Text to read
•••

Both Edwin Diaz and Dan Altavilla have run into tough times this season, but all is far from lost for the young relievers

MLB: Philadelphia Phillies at Seattle Mariners
if this doesn’t break your heart you don’t have one
Joe Nicholson-USA TODAY Sports

Bad news can come quietly—a slender envelope, a murmured comment overheard, the doctor nervously adjusting her glasses—or it can announce itself loudly: glass shattering across a rain-slicked road, a phone ringing in the dead of night, the licking tongue of flame. When you are an MLB pitcher bad news will almost always announce itself in the second way, and most of the time that will be the resounding, declarative sound of bat meeting ball, the two coming together to make an exclamation point that sails into the furthest seats. This year, two of Seattle’s young relief pitchers, Edwin Díaz and Dan Altavilla, have been getting this kind of bad, loud news. Both of them carry FIPs in the mid-5s, higher than in their previous two years, combined. Both are giving up an unconscionable amount of home runs (Diaz, at 2.32/9 and Altavilla, at 2.51/9—each more than twice their career numbers). Both are struggling in ways they never have in their careers.

•••

Problem to work on
Continue the article on Seattle relievers Edwin Díaz and Dan Altavilla from where it stops.

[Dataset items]
•••

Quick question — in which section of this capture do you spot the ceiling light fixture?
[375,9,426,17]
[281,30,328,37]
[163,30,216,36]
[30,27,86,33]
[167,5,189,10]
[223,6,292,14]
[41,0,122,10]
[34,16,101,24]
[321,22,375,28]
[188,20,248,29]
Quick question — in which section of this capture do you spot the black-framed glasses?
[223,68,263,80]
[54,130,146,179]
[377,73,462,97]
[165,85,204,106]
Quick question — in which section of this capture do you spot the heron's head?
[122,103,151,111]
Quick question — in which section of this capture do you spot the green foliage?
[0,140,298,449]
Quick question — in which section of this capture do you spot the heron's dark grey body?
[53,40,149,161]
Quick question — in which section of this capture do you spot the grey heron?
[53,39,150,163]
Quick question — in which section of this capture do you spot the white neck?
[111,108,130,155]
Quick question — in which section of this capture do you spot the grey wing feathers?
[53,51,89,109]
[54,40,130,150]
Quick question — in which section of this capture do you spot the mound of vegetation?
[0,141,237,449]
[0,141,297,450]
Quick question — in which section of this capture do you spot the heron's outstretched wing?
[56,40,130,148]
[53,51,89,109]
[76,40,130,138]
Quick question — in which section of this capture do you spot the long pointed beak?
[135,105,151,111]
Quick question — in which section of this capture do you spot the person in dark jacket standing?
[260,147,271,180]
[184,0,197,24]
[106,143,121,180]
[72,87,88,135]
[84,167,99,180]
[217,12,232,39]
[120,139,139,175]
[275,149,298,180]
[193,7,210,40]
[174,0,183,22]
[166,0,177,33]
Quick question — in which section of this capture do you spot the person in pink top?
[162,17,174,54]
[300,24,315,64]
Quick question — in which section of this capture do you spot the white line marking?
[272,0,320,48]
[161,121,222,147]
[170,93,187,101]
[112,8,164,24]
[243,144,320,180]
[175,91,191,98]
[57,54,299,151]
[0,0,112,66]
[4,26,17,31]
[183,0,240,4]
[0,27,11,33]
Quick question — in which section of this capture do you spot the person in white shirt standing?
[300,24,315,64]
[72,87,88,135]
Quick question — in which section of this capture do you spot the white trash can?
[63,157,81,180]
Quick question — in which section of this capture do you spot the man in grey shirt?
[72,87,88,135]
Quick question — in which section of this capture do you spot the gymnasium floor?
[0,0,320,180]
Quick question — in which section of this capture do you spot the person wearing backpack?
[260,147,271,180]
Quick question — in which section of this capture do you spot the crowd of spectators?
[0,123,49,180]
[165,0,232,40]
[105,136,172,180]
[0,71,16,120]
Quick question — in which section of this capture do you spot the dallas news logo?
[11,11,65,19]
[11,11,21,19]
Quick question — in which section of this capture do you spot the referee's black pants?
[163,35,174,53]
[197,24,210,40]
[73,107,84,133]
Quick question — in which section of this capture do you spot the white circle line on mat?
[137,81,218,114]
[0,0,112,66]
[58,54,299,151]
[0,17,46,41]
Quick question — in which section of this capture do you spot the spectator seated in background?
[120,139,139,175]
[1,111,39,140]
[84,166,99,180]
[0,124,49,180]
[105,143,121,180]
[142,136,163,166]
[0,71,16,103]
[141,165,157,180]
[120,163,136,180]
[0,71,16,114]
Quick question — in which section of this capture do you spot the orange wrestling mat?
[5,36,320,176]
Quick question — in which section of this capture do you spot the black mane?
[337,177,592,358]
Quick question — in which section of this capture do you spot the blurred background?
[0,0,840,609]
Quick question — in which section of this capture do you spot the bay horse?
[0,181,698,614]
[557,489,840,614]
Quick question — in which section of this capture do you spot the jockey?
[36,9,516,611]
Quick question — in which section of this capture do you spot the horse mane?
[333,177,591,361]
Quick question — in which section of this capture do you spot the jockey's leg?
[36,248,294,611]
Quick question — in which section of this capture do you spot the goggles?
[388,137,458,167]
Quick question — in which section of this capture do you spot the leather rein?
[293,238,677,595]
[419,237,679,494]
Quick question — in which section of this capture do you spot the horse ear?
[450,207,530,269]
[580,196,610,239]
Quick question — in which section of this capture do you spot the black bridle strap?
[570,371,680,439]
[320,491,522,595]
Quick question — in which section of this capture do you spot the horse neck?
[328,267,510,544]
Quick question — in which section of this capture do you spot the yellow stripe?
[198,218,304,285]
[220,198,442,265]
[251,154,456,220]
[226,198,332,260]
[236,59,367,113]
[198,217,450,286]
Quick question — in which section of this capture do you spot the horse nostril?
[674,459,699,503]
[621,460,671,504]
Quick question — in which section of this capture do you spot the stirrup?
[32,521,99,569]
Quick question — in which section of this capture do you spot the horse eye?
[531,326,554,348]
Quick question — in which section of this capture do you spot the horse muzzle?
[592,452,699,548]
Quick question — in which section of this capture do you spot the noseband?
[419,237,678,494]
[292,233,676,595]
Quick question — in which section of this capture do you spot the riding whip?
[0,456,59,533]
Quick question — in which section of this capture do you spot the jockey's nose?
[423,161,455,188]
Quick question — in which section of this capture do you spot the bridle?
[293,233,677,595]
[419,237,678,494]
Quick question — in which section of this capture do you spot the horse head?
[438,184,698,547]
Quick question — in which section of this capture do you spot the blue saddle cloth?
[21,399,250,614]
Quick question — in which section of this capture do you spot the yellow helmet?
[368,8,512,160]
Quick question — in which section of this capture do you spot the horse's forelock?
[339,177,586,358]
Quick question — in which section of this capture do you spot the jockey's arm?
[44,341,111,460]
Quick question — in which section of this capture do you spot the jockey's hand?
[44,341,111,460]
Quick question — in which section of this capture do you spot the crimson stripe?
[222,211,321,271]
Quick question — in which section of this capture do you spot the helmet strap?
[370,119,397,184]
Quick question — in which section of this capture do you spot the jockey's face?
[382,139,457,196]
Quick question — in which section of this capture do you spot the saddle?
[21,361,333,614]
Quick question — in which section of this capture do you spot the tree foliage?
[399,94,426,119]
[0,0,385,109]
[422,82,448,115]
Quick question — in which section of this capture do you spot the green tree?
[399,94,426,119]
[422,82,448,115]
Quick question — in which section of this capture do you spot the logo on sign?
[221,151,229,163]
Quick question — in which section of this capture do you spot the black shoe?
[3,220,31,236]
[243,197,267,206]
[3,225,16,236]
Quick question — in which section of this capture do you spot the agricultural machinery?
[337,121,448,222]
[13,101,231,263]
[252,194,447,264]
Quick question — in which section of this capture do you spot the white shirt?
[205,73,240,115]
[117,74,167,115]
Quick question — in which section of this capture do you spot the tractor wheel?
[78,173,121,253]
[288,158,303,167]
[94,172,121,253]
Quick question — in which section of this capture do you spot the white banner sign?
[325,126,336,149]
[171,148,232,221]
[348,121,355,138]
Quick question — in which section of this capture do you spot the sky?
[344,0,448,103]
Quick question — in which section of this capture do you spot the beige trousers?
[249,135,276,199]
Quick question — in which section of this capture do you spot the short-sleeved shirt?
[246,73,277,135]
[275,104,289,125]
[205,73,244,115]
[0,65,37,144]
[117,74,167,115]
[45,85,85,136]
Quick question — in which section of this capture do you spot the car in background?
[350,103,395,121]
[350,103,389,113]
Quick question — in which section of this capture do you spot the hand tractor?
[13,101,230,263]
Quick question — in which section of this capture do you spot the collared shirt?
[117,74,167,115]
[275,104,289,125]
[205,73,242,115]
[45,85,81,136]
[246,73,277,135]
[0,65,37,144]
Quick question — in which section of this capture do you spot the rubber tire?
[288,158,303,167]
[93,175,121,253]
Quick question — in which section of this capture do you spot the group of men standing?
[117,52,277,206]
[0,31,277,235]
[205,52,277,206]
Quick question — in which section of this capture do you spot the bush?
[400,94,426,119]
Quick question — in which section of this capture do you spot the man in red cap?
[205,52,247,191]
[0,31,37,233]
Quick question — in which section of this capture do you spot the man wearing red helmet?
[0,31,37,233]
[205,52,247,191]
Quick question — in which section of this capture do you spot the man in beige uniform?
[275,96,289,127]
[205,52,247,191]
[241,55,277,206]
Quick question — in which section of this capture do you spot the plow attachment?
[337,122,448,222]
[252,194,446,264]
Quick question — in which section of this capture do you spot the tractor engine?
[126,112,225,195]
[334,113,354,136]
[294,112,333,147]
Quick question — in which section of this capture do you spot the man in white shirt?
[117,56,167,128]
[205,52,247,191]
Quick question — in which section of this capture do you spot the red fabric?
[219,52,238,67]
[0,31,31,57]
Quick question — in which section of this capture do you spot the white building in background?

•••

The result
The two share other similarities, though, which might help explain their struggles. Both Díaz and Altavilla are young—23 and 24, respectively. Newly debuted pitching prospect Andrew Moore is fussed over for being young (23), but Moore had a significantly different background than Diaz and Altavilla, pitching in high-stakes contests both as a college student at OSU on a national stage at the College World Series and as a member of Team USA, where he was privileged to learn from some of college’s best coaches, in addition to a strong faculty at OSU. In contrast, Altavilla, not a hotly recruited talent despite a strong high school track record, came out of a small D-II school, Mercyhurst College. Edwin Díaz may have had the most buzz of the three, drafted out of Puerto Rico as a teenager, but he spent his high-level development in a Mariners system not known for a particular aptitude in developing pitchers (or anyone). Neither of them, throughout their developing careers, had any opportunity to play under the kind of microscope the CWS affords. Even in the minors, both Diaz and Altavilla were shackled to teams with mostly losing records, and when they did play on a worldbeater team at Double-A Jackson, both were called up before having an opportunity to play in the Southern League Championship.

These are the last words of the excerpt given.